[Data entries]
━━━━━━━━━━━━━━━━━━━━━━━━━━━━━━

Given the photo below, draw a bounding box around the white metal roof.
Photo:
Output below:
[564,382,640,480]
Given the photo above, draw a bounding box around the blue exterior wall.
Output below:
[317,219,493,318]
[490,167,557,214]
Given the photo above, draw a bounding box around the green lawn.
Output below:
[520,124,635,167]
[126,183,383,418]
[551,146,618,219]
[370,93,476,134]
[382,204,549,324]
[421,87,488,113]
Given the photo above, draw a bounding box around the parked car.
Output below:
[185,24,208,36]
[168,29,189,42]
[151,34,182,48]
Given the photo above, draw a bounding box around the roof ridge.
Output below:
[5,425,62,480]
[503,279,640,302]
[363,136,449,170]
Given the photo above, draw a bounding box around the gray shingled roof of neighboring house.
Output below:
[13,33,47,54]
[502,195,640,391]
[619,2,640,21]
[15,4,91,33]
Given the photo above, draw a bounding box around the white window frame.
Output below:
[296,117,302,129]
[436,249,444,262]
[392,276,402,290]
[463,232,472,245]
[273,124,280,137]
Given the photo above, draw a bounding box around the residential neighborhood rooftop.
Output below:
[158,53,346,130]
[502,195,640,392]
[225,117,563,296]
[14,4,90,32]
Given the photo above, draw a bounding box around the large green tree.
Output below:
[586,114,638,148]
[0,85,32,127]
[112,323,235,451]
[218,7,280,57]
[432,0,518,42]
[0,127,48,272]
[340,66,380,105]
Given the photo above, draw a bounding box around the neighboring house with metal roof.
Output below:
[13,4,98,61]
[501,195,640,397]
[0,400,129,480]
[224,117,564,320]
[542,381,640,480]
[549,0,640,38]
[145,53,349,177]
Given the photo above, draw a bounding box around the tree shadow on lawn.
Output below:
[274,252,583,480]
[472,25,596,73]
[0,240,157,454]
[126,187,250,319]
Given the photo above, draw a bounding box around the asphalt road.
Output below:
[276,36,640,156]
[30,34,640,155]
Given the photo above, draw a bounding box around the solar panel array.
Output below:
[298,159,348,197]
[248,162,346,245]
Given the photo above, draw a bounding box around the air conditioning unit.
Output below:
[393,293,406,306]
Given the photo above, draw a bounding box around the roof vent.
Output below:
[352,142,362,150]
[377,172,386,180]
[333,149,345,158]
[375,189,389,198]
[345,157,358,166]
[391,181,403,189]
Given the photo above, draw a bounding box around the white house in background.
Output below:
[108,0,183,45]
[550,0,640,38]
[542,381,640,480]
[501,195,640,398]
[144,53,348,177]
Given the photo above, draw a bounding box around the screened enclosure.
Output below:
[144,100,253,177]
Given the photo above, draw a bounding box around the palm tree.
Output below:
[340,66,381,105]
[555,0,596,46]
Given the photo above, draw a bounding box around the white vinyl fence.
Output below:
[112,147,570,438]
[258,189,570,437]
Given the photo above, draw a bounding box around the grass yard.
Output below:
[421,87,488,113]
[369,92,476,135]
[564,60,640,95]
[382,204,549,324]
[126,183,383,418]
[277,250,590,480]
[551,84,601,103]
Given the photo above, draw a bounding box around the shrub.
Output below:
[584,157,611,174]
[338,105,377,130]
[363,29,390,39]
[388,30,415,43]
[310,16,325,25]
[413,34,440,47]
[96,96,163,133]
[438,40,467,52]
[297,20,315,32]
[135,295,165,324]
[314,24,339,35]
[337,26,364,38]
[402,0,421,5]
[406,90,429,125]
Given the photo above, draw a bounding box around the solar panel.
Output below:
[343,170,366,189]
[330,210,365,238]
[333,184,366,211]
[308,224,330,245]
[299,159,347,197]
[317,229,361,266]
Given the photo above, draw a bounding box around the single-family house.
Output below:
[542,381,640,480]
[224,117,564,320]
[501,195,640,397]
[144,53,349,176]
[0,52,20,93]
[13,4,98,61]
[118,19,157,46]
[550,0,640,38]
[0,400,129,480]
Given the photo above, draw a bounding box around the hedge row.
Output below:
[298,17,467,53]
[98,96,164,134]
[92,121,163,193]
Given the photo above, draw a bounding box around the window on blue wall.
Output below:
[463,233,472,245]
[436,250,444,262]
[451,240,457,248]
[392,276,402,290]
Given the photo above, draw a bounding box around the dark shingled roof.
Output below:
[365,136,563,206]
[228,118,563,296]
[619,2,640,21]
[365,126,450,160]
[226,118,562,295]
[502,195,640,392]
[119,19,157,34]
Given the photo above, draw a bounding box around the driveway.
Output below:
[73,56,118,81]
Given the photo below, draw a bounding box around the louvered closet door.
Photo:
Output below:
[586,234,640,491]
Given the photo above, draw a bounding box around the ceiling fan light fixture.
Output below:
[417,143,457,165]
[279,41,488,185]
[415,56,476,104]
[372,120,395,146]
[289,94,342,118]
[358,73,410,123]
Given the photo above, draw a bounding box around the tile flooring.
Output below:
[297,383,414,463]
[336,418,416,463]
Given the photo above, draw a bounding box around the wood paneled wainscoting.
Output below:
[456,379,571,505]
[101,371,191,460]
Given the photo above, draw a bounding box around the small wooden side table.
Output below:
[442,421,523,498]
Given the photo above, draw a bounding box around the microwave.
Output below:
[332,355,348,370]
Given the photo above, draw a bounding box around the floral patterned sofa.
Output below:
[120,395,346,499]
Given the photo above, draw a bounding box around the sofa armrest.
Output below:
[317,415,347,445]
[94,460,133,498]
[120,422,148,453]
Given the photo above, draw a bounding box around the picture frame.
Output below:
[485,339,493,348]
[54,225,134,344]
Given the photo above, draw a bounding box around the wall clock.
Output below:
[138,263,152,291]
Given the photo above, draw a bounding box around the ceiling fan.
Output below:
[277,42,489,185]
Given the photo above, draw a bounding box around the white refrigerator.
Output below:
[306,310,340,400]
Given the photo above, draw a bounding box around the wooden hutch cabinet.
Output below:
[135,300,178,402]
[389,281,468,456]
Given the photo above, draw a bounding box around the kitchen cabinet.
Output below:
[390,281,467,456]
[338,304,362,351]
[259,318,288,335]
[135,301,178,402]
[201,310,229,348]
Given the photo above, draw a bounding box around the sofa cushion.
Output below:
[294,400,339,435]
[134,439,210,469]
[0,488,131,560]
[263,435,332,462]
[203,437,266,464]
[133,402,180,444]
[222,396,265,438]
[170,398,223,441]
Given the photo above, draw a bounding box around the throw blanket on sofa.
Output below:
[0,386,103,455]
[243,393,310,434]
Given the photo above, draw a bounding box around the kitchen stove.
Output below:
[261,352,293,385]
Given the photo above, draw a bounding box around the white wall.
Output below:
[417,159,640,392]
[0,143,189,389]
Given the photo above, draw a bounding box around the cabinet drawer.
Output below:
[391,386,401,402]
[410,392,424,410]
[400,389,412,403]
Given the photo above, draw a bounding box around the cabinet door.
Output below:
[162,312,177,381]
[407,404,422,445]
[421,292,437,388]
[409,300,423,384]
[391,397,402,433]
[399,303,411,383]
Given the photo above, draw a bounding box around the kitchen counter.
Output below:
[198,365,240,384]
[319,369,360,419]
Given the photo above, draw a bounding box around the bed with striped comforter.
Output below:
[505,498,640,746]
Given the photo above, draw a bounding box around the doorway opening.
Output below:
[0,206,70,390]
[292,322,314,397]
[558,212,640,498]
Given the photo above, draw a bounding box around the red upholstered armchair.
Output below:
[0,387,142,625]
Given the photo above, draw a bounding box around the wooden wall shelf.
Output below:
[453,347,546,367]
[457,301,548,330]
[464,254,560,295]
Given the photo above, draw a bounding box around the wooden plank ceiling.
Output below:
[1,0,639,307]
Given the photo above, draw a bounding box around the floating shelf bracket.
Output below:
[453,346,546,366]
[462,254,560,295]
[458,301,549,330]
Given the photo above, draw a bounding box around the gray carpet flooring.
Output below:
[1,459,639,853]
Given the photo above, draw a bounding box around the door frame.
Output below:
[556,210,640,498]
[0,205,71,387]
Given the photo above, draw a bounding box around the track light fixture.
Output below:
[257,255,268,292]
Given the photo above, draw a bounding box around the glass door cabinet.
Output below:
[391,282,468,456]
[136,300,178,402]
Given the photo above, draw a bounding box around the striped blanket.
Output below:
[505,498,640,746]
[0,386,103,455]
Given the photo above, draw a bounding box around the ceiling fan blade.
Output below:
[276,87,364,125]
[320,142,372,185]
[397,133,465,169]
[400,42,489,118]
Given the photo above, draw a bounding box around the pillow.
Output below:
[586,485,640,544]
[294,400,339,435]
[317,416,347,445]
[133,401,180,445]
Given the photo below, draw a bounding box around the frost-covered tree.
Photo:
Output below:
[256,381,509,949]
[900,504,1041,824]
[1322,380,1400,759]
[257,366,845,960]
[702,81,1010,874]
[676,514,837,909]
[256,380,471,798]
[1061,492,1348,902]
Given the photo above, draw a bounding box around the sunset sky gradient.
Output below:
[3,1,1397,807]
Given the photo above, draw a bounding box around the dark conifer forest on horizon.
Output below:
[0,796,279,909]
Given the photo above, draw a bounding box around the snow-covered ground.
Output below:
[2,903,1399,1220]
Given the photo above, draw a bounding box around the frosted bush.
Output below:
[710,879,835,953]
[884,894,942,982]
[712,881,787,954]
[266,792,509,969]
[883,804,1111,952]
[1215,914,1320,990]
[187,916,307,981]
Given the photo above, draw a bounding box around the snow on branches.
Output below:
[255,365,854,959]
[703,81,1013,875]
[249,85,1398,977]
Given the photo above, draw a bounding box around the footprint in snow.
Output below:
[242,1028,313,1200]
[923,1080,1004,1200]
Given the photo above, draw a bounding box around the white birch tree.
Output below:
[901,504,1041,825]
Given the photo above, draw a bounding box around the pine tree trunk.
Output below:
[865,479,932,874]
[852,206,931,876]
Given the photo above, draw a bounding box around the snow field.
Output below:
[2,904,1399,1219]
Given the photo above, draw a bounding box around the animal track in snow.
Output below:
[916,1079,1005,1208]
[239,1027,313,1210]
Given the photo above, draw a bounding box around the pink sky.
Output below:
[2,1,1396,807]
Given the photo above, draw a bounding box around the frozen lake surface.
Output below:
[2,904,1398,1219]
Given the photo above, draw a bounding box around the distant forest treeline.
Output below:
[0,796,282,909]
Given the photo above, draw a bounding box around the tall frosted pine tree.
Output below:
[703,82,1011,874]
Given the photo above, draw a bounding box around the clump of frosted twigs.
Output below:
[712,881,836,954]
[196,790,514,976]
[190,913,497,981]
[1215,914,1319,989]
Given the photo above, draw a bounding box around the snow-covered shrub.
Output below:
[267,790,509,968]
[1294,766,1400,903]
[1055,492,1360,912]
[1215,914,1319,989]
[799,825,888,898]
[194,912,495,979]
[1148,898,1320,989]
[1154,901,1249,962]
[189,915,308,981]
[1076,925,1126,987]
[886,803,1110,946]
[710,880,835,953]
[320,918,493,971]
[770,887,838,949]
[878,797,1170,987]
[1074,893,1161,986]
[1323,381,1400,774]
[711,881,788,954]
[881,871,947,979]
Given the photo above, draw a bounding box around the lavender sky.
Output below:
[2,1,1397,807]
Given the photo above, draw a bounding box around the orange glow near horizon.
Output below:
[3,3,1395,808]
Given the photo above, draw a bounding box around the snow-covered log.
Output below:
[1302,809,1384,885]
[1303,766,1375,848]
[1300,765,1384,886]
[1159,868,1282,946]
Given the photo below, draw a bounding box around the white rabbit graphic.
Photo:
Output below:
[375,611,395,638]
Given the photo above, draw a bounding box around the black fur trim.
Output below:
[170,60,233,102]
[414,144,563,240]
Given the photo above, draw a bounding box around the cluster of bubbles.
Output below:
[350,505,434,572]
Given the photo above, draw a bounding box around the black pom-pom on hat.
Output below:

━━━━━━━━━━━━━━━━━━━━━━━━━━━━━━

- ACTIVITY
Restate word for word the lines of the data above, starting at the line containing "Given the photo above, draw a bounding box around the air" and ending at the line containing "the roof vent.", both included, and nothing more.

- SOLUTION TO THIS PROBLEM
Given the photo above, draw a bounding box around the air conditioning unit.
Output below:
[393,293,406,306]
Given the photo above, draw a bounding box around the roof vent.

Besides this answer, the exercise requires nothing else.